◆ Problem statement:
Rewrite everything in the listing below from the line containing "Wanted → window" down to the line containing "[206,39,266,54]", both ends included and every line kept, and shift each bounding box coordinate up by 37.

• • • • •

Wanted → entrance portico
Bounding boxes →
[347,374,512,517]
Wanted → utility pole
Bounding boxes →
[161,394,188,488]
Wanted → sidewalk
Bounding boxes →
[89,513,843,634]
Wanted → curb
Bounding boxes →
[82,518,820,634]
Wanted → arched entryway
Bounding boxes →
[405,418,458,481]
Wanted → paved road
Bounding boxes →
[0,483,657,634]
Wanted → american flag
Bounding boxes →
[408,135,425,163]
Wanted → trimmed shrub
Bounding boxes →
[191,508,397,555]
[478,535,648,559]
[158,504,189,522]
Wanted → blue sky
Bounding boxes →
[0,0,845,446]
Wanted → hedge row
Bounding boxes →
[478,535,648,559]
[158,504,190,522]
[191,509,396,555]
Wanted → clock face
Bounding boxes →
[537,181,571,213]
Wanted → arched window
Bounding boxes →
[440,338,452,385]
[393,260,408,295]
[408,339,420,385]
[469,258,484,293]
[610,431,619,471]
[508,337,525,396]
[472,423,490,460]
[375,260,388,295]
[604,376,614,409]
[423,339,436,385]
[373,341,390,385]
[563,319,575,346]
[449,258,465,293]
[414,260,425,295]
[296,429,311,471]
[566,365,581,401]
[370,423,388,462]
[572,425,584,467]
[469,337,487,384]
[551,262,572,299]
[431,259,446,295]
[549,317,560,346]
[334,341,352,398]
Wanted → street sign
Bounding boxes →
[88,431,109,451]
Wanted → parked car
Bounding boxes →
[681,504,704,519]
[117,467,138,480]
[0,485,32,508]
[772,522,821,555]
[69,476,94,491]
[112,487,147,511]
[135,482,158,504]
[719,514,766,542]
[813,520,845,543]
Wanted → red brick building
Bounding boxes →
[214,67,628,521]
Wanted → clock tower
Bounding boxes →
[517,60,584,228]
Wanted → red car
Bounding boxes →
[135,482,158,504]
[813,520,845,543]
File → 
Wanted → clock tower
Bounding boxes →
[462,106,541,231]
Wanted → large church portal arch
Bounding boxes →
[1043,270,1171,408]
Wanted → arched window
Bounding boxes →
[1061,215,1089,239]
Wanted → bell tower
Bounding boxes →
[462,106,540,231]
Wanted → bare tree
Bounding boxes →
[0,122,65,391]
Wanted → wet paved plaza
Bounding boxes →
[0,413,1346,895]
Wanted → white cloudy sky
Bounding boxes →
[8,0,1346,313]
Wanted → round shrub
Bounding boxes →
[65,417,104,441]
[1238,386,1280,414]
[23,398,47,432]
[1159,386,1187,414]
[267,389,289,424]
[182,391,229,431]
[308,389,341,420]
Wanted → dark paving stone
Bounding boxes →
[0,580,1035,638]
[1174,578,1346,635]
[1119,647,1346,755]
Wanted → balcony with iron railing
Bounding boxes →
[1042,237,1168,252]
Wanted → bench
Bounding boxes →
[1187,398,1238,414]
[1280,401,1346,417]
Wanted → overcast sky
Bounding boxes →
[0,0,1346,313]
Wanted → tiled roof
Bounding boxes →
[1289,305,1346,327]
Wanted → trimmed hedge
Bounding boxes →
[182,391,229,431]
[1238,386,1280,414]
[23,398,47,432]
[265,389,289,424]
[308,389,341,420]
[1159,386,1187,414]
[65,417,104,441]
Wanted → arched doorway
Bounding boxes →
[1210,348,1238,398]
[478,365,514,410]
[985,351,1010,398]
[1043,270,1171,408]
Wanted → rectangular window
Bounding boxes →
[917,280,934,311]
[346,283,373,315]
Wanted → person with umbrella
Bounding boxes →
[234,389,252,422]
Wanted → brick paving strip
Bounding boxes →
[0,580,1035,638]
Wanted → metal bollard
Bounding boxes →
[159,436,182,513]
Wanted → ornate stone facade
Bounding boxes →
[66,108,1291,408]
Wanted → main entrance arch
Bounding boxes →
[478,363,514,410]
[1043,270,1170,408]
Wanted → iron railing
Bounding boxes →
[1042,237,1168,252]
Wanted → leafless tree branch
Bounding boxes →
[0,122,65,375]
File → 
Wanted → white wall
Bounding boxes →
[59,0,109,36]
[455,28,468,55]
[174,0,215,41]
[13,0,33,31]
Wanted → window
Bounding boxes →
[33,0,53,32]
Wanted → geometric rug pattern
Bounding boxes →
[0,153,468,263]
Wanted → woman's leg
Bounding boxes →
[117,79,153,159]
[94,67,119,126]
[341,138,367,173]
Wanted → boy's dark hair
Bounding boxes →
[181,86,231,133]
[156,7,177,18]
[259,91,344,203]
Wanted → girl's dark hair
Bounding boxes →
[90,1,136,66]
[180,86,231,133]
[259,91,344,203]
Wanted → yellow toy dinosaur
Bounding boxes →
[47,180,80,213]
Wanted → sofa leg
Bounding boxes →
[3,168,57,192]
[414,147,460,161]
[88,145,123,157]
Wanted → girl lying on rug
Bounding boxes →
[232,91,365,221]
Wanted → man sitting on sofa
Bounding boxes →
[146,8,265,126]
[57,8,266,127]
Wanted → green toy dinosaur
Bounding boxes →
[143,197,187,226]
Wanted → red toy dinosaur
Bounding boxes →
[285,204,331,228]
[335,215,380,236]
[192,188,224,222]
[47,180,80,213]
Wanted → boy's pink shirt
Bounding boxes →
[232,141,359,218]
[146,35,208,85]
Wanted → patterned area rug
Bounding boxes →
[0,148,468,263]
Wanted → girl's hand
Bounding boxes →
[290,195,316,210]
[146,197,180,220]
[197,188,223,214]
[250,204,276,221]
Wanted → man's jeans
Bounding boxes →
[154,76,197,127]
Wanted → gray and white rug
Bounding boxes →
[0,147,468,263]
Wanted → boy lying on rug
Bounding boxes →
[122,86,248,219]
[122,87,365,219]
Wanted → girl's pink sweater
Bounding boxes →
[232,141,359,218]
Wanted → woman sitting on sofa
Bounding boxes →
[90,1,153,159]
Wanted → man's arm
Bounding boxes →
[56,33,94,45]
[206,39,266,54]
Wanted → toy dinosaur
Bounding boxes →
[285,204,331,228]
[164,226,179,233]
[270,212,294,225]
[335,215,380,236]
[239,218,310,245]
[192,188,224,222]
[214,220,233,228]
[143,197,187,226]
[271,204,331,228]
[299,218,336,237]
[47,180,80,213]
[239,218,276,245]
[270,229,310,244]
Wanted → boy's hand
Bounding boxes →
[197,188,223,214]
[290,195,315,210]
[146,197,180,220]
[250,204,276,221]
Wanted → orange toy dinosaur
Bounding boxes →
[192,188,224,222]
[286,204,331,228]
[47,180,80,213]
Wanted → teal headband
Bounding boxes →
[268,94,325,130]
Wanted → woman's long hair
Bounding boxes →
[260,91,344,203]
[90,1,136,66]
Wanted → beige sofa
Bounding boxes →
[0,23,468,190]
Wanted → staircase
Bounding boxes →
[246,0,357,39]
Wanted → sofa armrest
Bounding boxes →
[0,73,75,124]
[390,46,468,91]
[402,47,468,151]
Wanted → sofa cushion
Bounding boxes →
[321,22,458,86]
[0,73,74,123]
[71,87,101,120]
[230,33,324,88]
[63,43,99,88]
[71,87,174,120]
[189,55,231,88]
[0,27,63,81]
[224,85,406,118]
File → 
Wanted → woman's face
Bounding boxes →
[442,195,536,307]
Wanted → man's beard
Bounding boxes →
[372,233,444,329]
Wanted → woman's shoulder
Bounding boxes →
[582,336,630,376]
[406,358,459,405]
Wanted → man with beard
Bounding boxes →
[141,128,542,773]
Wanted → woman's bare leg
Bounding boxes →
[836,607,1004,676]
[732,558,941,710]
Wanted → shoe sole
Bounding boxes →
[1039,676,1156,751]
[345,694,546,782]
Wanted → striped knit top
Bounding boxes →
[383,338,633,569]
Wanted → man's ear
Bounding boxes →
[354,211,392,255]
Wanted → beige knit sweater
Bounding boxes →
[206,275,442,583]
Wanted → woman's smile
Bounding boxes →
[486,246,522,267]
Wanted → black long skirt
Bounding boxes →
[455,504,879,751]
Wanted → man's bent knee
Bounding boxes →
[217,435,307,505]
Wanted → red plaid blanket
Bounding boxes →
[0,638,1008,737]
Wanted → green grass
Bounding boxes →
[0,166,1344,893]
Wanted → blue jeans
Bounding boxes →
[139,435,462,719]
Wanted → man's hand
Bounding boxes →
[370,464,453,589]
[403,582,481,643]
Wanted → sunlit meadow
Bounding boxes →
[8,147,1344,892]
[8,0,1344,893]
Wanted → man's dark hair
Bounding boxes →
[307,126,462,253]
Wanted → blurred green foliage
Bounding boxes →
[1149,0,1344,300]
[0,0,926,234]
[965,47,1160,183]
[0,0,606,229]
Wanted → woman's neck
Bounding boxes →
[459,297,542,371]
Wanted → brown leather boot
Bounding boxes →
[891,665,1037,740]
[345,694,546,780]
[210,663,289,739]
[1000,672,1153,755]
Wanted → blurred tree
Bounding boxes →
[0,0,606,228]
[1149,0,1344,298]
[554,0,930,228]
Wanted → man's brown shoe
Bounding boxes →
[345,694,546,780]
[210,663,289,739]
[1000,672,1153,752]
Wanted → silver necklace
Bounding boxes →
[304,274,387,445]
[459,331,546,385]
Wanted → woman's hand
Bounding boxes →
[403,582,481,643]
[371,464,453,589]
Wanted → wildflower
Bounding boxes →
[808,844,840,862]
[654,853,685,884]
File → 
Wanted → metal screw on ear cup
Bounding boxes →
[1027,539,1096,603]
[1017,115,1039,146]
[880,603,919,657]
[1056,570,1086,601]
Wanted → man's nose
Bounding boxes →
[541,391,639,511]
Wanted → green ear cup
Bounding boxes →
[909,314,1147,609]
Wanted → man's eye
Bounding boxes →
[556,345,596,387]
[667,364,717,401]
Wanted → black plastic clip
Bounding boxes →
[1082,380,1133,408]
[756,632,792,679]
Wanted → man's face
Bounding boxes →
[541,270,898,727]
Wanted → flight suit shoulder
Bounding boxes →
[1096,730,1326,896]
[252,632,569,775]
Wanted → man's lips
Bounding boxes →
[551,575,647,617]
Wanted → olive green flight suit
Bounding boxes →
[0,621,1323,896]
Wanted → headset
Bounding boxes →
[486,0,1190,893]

• • • • •

◆ Task output:
Wanted → window
Bounding boxes →
[70,37,90,69]
Wanted → geometric rug pattern
Bounding boxes →
[37,190,505,300]
Wanted → woman's leg
Bounding boxes →
[154,116,190,196]
[131,104,156,163]
[378,175,404,210]
Wanted → boy's dark hair
Bounding boxes →
[218,123,268,170]
[193,44,214,55]
[296,128,381,240]
Wanted → girl's dark hair
Bounding boxes →
[127,38,173,103]
[217,123,268,170]
[296,128,381,240]
Wanted → yellow toy dinosaur
Bounding boxes →
[84,217,117,250]
Wanted → sofa leg
Bounding boxes →
[40,205,94,229]
[451,184,497,198]
[125,182,160,194]
Wanted → girl lying on rug
Bounding boxes →
[269,128,402,258]
Wanted → man sitting on sofa
Bounding boxes →
[183,45,302,163]
[94,45,303,164]
Wanted → green toy dinosaur
Bounding boxes →
[180,234,224,263]
Wanted → red toy dinosaur
Bounding boxes →
[322,241,368,265]
[372,252,417,273]
[229,225,261,259]
[84,217,117,250]
Wanted → boy's pink shirt
Bounding boxes →
[269,178,396,255]
[183,72,245,122]
Wanted → patterned area rug
Bounding boxes →
[37,185,505,300]
Wanted → girl's hand
Bounding boxes →
[327,232,353,247]
[183,234,217,257]
[234,225,260,251]
[287,241,313,258]
Wanted → man's jeans
Bounding boxes →
[191,113,234,164]
Wanted → gray and white rug
Bounding boxes →
[37,184,505,300]
Wanted → boy lying on rug
Bounding boxes →
[159,123,285,256]
[159,124,402,256]
Wanted → girl's pink sweater
Bounding boxes →
[269,178,396,255]
Wanted → woman sitting on sofa
Bounding boxes →
[127,38,190,196]
Wanted → man's arm
Bounding boxes →
[93,70,131,82]
[243,76,303,91]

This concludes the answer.